#### Trecho selecionado

Para os pais
Há um período em que os pais vão ficando órfãos dos seus próprios
filhos. É que as crianças crescem independentes de nós, como árvores
tagarelas e pássaros estabanados. Crescem sem pedir licença à vida.
Crescem com uma estridência alegre e, às vezes, com alardeada arrogância.
Mas não crescem todos os dias de igual maneira. Crescem de repente.
Um dia sentam-se perto de você no terraço e dizem uma frase com tal
maturidade que você sente que não pode mais trocar as fraldas daquela criatura.
Onde é que andou crescendo aquela danadinha que você não
percebeu? Cadê a pazinha de brincar na areia, as festinhas de aniversário
com palhaços e o primeiro uniforme do Maternal?
A criança está crescendo num ritual de obediência orgânica e desobediência
civil.
E você está agora ali, na porta da discoteca, esperando que ela não
apenas cresça, mas apareça! Ali estão muitos pais ao volante, esperando que eles saiam esfuziantes sobre patins e cabelos
longos,soltos.
Entre hambúrgueres e refrigerantes nas esquinas, lá estão
nossos filhos com o uniforme de sua geração: incômodas mochilas da moda
nos ombros. Ali estamos, com os cabelos esbranquiçados. Esses são os
filhos que conseguimos gerar e amar, apesar dos golpes dos ventos, das
colheitas,das notícias, e da ditadura das horas.
E eles crescem meio
amestrados, observando e aprendendo com nossos acertos e erros.
Principalmente com os erros que esperamos que não repitam.
Há um período em que os pais vão ficando um pouco órfãos dos próprios
filhos.
Não mais os pegaremos nas portas das discotecas e das festas.
Passou o tempo do ballet, do inglês, da natação e do judô. Saíram do
banco de trás e passaram para o volante de suas próprias vidas.
Deveríamos
ter ido mais à cama deles ao anoitecer para ouvir sua alma respirando
conversas e confidências entre os lençóis da infância, e os adolescentes
cobertores daquele quarto cheio de adesivos, pôsteres, agendas coloridas e
discos ensurdecedores.

#### Dados extraídos
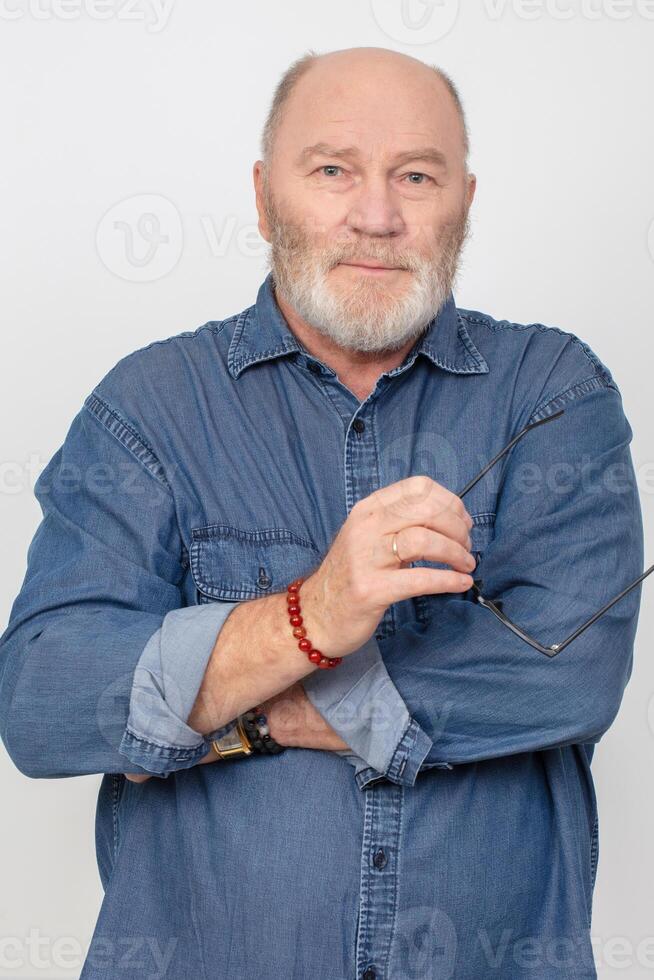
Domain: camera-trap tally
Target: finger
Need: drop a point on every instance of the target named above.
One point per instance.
(420, 501)
(421, 543)
(405, 583)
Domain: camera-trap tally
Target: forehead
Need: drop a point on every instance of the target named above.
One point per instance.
(374, 110)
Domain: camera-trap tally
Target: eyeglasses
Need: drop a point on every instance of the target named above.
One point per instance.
(496, 606)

#### O que fazer
1 > Cite o trecho do texto sobre pais e filhos que começa em "Entre hambúrgueres e" e termina em "acertos e erros.".
2 > Reescreva toda a listagem trocando "camera-trap tally" por "contagem de armadilha fotográfica" e mantendo todo o resto igual. Deixe as imagens de fora da resposta.

#### Soluções detalhadas
1 >
Entre hambúrgueres e refrigerantes nas esquinas, lá estão
nossos filhos com o uniforme de sua geração: incômodas mochilas da moda
nos ombros. Ali estamos, com os cabelos esbranquiçados. Esses são os
filhos que conseguimos gerar e amar, apesar dos golpes dos ventos, das
colheitas,das notícias, e da ditadura das horas.
E eles crescem meio
amestrados, observando e aprendendo com nossos acertos e erros.

2 >
Domain: contagem de armadilha fotográfica
Target: finger
Need: drop a point on every instance of the target named above.
One point per instance.
(420, 501)
(421, 543)
(405, 583)
Domain: contagem de armadilha fotográfica
Target: forehead
Need: drop a point on every instance of the target named above.
One point per instance.
(374, 110)
Domain: contagem de armadilha fotográfica
Target: eyeglasses
Need: drop a point on every instance of the target named above.
One point per instance.
(496, 606)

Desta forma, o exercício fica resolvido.